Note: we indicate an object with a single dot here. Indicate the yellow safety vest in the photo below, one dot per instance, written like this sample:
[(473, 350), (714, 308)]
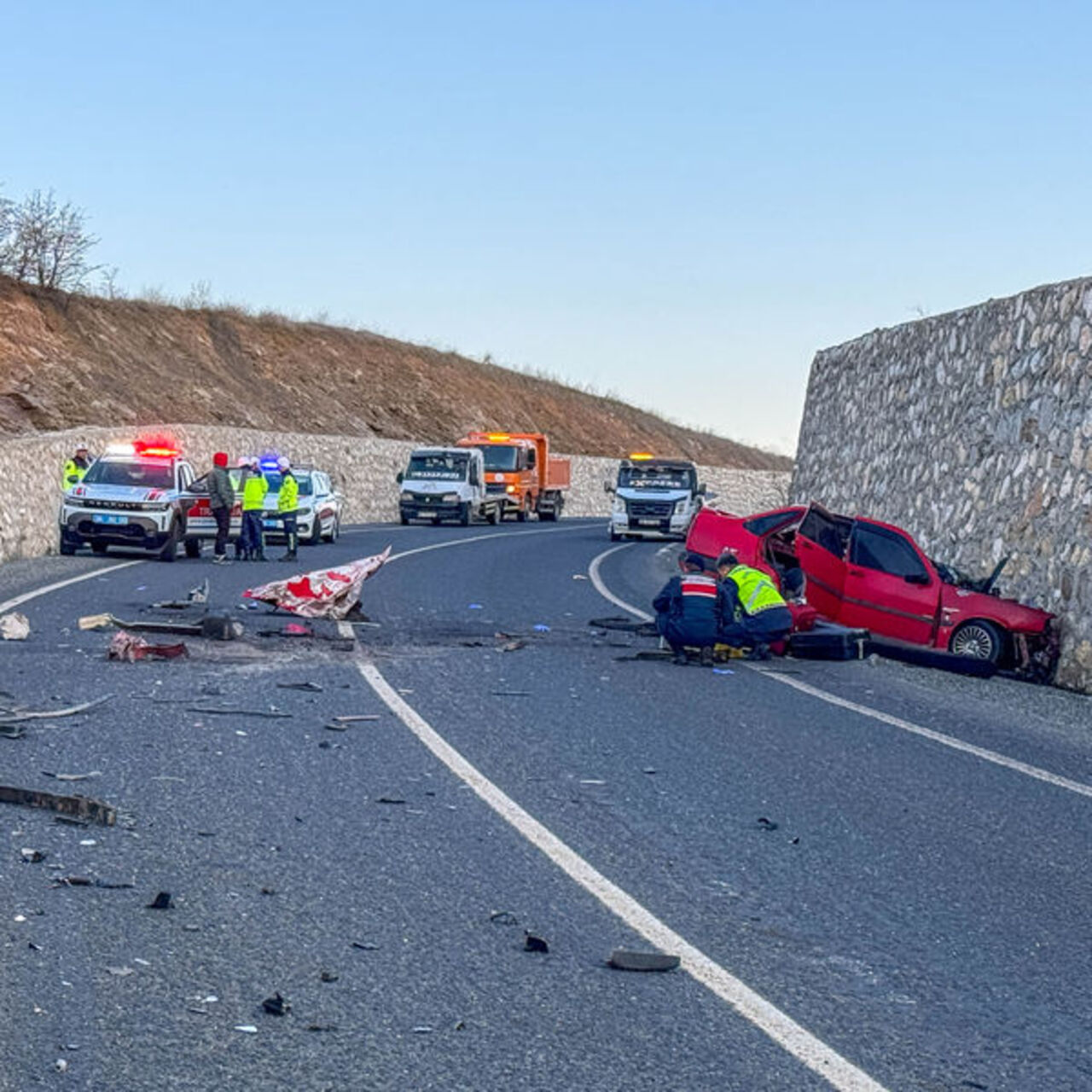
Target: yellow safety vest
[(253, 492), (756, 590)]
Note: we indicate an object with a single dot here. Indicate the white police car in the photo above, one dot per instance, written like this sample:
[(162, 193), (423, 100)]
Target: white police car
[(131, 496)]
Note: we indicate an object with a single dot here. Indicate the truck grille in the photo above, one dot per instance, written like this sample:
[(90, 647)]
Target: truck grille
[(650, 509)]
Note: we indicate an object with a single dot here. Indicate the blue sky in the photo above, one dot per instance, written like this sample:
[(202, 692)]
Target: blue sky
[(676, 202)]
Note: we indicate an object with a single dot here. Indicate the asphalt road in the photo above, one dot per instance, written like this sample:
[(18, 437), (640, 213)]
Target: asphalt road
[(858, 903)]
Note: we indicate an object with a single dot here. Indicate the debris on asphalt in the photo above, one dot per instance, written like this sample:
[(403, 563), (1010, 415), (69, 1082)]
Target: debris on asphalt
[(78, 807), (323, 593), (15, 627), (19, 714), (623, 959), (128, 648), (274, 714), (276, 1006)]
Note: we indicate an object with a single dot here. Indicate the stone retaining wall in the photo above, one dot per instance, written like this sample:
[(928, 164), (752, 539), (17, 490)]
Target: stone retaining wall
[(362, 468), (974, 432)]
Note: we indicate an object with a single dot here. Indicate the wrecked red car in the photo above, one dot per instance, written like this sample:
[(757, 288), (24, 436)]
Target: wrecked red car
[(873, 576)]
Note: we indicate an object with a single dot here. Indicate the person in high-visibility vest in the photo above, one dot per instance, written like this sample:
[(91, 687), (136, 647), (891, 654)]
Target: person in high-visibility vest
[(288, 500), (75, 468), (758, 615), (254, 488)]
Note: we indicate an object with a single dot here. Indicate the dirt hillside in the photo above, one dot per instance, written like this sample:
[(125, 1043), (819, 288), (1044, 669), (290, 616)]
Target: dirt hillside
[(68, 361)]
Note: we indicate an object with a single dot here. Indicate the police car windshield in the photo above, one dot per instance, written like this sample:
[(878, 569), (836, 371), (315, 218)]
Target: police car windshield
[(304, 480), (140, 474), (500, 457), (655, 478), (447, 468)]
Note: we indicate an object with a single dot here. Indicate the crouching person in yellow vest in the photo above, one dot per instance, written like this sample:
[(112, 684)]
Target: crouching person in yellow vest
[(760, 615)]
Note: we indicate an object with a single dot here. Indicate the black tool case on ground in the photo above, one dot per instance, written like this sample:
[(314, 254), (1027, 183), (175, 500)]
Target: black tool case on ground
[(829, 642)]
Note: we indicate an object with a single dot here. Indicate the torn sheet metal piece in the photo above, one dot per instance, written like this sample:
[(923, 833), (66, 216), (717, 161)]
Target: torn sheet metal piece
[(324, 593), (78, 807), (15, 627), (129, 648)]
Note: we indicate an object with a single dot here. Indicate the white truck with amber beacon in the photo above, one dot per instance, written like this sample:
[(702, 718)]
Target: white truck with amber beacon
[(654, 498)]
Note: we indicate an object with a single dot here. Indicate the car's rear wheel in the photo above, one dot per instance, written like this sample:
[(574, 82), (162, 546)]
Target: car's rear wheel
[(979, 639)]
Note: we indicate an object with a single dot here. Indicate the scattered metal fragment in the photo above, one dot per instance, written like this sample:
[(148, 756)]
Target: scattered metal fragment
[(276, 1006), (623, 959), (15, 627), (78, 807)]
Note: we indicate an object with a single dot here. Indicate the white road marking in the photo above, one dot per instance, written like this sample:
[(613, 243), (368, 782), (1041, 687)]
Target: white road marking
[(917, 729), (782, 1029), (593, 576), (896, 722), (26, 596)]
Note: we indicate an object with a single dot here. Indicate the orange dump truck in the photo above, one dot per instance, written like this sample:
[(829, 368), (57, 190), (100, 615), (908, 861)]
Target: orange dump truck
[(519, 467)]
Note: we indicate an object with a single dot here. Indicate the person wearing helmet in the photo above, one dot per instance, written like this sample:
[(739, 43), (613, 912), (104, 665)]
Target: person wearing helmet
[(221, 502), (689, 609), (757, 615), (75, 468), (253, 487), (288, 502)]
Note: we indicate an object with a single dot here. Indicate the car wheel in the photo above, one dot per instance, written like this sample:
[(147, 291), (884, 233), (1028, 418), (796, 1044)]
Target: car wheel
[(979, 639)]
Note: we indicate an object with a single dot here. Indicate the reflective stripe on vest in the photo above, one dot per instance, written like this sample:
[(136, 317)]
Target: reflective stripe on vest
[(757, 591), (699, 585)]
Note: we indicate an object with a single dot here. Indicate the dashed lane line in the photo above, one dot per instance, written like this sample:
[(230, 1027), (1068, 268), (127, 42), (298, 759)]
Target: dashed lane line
==
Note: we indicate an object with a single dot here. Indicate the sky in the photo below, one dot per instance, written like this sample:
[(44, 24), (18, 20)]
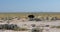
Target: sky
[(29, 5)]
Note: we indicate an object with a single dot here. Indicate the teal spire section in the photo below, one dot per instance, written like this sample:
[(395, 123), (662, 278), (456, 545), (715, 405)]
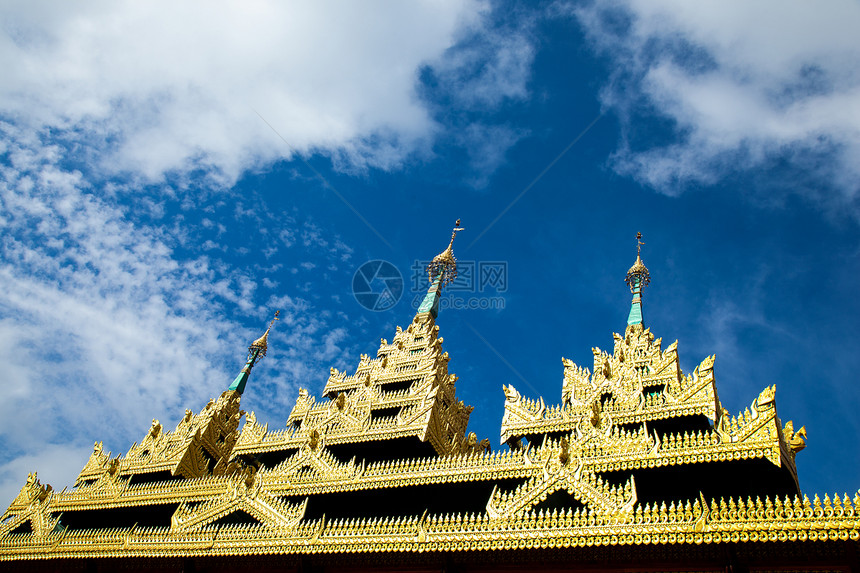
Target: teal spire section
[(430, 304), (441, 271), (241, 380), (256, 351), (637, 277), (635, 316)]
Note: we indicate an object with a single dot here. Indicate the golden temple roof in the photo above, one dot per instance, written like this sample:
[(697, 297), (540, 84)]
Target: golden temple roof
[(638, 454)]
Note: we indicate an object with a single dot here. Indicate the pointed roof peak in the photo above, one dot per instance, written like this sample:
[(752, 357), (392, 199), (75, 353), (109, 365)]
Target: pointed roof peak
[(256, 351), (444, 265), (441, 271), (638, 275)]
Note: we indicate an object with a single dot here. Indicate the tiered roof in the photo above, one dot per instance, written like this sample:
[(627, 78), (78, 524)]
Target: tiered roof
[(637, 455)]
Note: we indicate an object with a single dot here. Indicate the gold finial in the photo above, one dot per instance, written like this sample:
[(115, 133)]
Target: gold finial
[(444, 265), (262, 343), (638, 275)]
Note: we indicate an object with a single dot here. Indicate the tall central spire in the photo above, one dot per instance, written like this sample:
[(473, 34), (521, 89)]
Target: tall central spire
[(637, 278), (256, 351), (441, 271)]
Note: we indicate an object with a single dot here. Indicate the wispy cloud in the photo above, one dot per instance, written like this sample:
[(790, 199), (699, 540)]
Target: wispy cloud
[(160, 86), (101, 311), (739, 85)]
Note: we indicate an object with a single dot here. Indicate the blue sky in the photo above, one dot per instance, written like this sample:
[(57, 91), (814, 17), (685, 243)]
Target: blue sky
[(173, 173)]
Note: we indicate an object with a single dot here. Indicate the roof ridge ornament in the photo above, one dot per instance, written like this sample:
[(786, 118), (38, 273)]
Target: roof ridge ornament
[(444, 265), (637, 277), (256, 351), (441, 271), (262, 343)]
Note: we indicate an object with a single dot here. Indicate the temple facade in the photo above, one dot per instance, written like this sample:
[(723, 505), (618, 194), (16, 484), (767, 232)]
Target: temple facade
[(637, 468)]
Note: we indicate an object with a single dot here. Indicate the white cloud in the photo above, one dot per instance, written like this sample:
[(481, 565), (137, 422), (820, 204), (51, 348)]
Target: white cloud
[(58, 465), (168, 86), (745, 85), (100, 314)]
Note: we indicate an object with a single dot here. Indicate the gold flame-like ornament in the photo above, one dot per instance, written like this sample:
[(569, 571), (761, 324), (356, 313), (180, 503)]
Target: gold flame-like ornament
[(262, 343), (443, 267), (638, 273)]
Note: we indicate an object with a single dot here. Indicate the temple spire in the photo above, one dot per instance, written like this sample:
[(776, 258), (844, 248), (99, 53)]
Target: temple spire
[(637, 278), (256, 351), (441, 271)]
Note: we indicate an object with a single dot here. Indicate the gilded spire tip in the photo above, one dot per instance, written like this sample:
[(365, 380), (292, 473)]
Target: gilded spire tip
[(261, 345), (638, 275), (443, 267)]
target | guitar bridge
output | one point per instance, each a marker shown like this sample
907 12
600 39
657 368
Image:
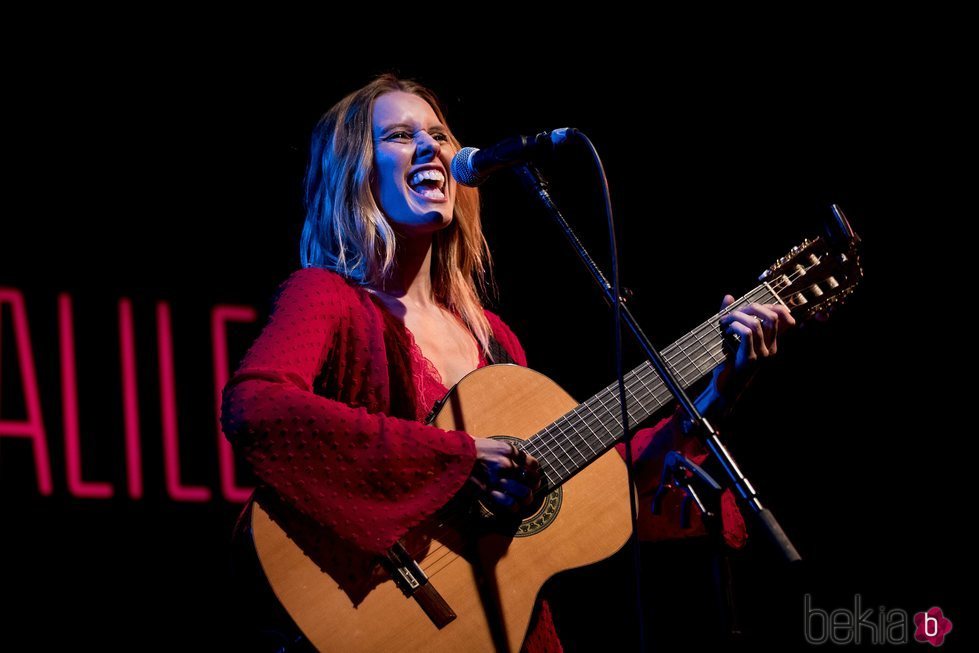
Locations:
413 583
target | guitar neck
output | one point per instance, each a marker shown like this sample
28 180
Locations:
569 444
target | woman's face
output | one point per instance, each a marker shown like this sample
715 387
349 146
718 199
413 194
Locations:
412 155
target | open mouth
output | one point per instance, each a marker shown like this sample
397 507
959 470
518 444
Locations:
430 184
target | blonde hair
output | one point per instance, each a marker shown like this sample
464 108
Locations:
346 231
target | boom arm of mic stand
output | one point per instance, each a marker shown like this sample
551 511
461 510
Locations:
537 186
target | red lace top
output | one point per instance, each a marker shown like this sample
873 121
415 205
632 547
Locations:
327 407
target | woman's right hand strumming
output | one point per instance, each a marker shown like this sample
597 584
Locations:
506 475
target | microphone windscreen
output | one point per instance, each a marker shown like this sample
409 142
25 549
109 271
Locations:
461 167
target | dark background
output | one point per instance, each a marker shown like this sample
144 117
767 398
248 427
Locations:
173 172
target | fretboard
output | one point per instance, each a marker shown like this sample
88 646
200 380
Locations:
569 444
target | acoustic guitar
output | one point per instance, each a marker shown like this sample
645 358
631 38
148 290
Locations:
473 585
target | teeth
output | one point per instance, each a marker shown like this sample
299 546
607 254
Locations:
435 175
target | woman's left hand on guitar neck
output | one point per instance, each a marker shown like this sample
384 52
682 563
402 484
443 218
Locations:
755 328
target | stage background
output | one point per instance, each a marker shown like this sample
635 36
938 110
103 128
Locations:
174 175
==
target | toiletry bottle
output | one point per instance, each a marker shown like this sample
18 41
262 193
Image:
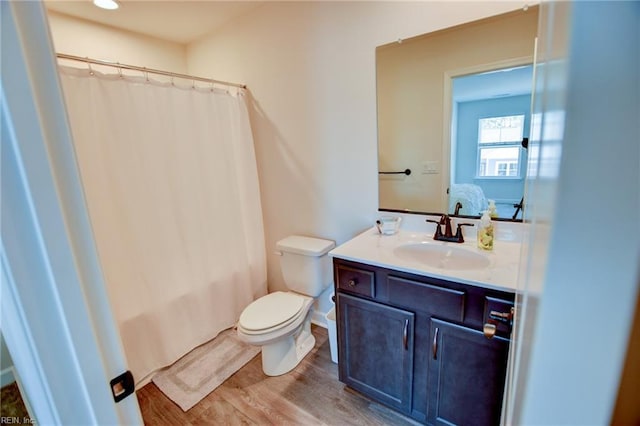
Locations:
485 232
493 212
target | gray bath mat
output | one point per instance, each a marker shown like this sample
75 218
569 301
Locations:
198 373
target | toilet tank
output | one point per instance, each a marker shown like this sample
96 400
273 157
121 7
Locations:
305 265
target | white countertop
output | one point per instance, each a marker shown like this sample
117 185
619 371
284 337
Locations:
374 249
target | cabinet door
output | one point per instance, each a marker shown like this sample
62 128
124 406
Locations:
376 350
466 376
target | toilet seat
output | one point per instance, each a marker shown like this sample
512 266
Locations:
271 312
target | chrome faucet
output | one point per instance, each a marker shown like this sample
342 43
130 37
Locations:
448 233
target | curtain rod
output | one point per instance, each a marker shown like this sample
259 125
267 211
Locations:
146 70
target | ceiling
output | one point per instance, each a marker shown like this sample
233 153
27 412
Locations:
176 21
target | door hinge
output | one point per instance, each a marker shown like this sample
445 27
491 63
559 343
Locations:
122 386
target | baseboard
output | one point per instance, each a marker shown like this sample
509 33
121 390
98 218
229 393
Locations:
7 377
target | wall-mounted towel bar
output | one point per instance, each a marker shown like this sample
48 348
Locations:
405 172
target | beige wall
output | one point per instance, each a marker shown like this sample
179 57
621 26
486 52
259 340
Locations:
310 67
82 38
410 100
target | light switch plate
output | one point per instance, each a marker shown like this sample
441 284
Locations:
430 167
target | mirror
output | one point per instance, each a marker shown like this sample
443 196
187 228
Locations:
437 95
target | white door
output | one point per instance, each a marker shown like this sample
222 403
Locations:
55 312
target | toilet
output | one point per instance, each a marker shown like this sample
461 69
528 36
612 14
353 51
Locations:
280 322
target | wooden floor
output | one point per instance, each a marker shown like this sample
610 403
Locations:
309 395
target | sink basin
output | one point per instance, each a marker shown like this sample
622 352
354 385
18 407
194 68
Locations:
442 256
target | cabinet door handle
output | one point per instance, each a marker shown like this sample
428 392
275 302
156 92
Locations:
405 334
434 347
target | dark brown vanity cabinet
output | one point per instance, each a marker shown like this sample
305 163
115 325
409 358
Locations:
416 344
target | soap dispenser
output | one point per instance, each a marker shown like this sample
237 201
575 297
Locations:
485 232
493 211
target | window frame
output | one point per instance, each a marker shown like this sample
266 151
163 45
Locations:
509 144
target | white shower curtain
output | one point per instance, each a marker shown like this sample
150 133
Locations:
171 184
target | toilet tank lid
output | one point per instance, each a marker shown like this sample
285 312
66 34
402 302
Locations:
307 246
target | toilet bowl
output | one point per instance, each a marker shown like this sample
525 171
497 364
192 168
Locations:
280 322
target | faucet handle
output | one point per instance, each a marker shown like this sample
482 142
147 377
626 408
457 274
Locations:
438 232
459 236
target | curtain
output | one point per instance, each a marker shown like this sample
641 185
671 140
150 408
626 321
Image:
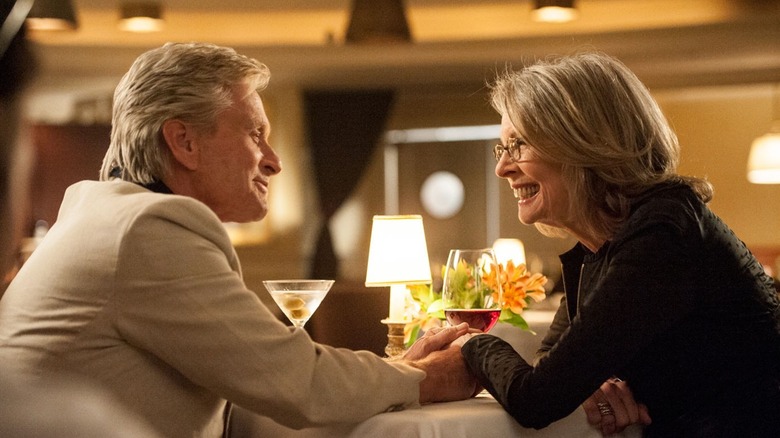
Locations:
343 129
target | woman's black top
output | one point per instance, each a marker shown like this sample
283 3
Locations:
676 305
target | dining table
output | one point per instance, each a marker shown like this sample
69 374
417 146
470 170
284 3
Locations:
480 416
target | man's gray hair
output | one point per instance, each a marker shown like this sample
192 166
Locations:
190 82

** WHAT YOU WILL DO **
Among the entries, how many lines include the word "door"? Give only the number.

** WRITTEN ANSWER **
4